本発明は、標準として用いる核酸や、プローブ、プローブスポット等に起因する誤差の可能性を排除または補正可能とし、遺伝子の発現頻度を再現性よく解析し、また、試料核酸内における一次構造の変化を解析することを目的とする。本発明は、試料核酸及びプローブからなる試料核酸ハイブリッドからのシグナルを検出することで当該試料核酸中の1種以上の標的塩基配列の一次構造を解析する方法であって、該1種以上の標的塩基配列を含む合成標準核酸、及び該プローブからなる合成標準核酸ハイブリッドからのシグナルを検出し、該合成標準核酸ハイブリッドからのシグナルを基準として該試料核酸ハイブリッドからのシグナルを補正することで、該試料核酸の一次構造を解析する方法を提供する。

Description

本発明は、核酸を解析する方法に関する。
従来、特定の塩基配列に相補的な塩基配列を有する核酸プローブを利用して、試料核酸における特定遺伝子の発現頻度の解析(遺伝子発現頻度解析)や、特定塩基配列のコピー数の増減の解析等が行われている。
遺伝子発現頻度解析は、主にDNAマイクロアレイを用いた二蛍光標識法によって行われている(例えば、非特許文献1参照)。この解析方法は、遺伝子発現の差異を見る系である。即ち、異なる条件の2群の細胞から得たmRNAサンプル間で、遺伝子発現の差を検出するものである。

=======

• **指示**
上の提示文について、次の問いに答えよ。
1. 本発明は何に関するものか。
2. 試料核酸ハイブリッドからのシグナルを補正するとき、どのシグナルを基準とするか。
3. 遺伝子発現頻度解析は、主にどのような方法で行われているか。

• **表示情報**
=======

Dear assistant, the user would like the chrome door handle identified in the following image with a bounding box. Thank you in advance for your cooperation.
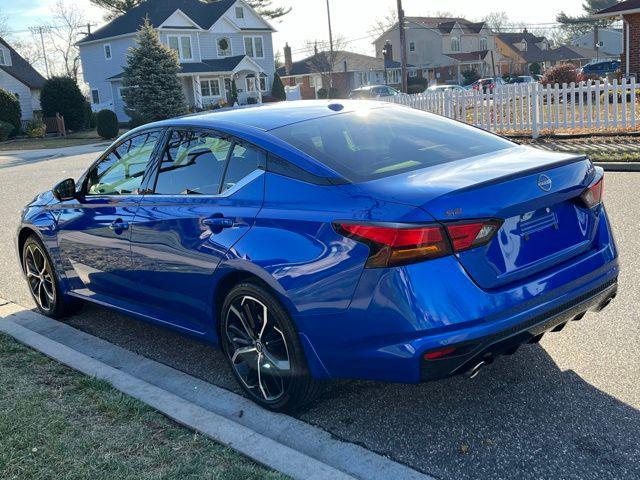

=======

• **解答**
1. 核酸を解析する方法に関するもの。
2. 合成標準核酸ハイブリッドからのシグナル。
3. DNAマイクロアレイを用いた二蛍光標識法。